#### [PROMPT]
In the transcript about the U.N. meeting on tuberculosis, what does PEPFAR stand for?

DOUCLEFF: So could a big meeting like this, big promises like these, actually make a dent in the fight against a disease that's been neglected for decades? Dr. Paul Farmer at the nonprofit Partners in Health says maybe.
PAUL FARMER: I have to say that I have been a skeptic about the relevance of yet another meeting about a problem that really hasn't been addressed ever.
DOUCLEFF: Farmer says he felt that way about a similar U.N. meeting back in the early naughts focused on AIDS. But then that meeting had a big impact.
FARMER: That ended up being radically life-altering.
DOUCLEFF: It ultimately led to the launch of one of the most successful anti-HIV programs ever, the U.S. program PEPFAR, or the President's Emergency Plan For AIDS Relief. And the global fight against AIDS received a huge infusion of money. Farmer is hopeful that this U.N. meeting could do the same thing for TB because right now he spends a huge amount of his time doing one thing - begging.

#### [DATA RECORDS]

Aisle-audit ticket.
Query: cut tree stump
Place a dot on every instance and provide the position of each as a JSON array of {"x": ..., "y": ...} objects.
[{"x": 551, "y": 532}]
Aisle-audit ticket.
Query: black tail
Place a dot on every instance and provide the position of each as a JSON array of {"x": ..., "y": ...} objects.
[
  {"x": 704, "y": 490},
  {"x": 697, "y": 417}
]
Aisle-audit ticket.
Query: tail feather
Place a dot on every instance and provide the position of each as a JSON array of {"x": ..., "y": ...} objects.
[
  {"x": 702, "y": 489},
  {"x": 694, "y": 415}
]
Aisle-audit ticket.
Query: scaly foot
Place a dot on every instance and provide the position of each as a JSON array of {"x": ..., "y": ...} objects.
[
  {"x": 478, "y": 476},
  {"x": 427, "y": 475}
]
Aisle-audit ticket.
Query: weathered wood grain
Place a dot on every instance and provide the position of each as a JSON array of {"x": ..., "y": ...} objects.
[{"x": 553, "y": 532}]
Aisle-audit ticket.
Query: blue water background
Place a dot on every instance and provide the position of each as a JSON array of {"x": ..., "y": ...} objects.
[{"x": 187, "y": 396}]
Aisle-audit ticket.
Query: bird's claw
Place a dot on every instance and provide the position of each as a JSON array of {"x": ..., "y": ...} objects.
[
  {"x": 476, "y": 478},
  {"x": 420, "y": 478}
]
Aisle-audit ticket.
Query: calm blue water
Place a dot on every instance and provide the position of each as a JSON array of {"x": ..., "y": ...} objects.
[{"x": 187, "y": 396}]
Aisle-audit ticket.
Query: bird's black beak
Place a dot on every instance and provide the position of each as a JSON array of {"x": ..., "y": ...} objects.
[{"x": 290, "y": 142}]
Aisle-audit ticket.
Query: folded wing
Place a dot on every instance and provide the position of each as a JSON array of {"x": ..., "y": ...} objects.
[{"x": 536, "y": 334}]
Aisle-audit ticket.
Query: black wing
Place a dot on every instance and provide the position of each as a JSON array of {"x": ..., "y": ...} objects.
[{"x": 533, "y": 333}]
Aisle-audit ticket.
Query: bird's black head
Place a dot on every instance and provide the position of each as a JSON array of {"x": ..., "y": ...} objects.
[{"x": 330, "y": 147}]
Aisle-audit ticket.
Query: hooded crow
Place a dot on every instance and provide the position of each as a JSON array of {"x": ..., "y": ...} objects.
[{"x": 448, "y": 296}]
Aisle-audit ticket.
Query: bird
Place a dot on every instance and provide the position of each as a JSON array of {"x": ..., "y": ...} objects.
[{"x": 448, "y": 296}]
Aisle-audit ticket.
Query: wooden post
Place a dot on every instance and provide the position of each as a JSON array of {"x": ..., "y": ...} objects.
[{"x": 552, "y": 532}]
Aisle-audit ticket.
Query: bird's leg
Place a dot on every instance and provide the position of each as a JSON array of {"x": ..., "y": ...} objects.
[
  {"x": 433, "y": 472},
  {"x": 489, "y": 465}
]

#### [WRITTEN ANSWER]
The President's Emergency Plan For AIDS Relief.